Provided text:
Re: [Crm114-general] misclassification avalanche

SourceForge Headquarters 225 Broadway Suite 1600 San Diego, CA 92101 +1 (858) 454-5900

   From: cr...@ne...

   I'm using version 20040627-BlameSeifkes with procmail and nmh/mh-e on my
   own Linux box.  I recently had a big burst of misclassified mail;
   accuracy declined dramatically, though with manual (TOE?) retraining it
   seems to be improving.  This leads me to a few questions:

   1) Any ideas what might have caused this problem?  I'm wondering if I
      perhaps manually misclassified a single message; would that
      dramatically decrease accuracy?

Possibly.  It depends on the prior background.

But you may also be seeing what I call an "error storm"; after weeks
to months of perfect performance, I get an error.  I train the error,
and then for a week I'll get a greatly decreased accuracy, which 
slowly returns, then I'm back to months of perfection.

Raw data:
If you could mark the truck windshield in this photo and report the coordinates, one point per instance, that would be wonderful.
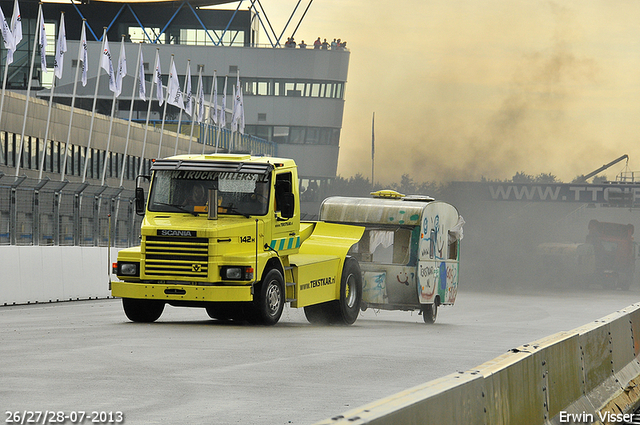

Parts of the exercise:
1. Answer these questions about the forum thread on misclassified mail:
(a) Which version of the software is the original poster running?
(b) Which mail tools does the poster use it with?
(c) What name does the reply give to the drop in accuracy that follows training an error?
2. Continue the forum reply about the misclassification avalanche from where it stops.
The material above is separate from the forum thread.

Expected outputs:
1.
(a) Version 20040627-BlameSeifkes.
(b) Procmail and nmh/mh-e.
(c) An "error storm."

2.
Then the process repeats.

I *think* it's due to a relaxation effect in the classifiers.  I am
NOT sure about this, but I can say that the first through third error
storms are the worst and after a dozen of them, they seem to have 
stopped.

   1) Can I improve my accuracy by switching to a later (and presumably
      scarier) version of CRM?

Not really... unless you want to really go bleeding-edge and give 
Fidelis' patch for OSBF classification a try.

THAT might get you quite an accuracy boost- but be warned, you MUST
use thickness-based training with the Fidelis OSBF classifier.  Basically,
if any message (good _or_ spam) scores within +/- 20 pR points of 0, you
force-train the message anyway.  

Mailfilter.crm is not set up to do this yet.

   3) Should I be doing some sort of periodic bulk retraining every evening
      on known spam and known ham?  If so, does anyone have any suggestions
      as how best to do this?

That's called "TUNE" training, it will increase your accuracy if you 
want to try it.

What's your goal?  Are you just looking for usable email, or are
you a "numbers runner", trying to beat four-nines performance?  :-)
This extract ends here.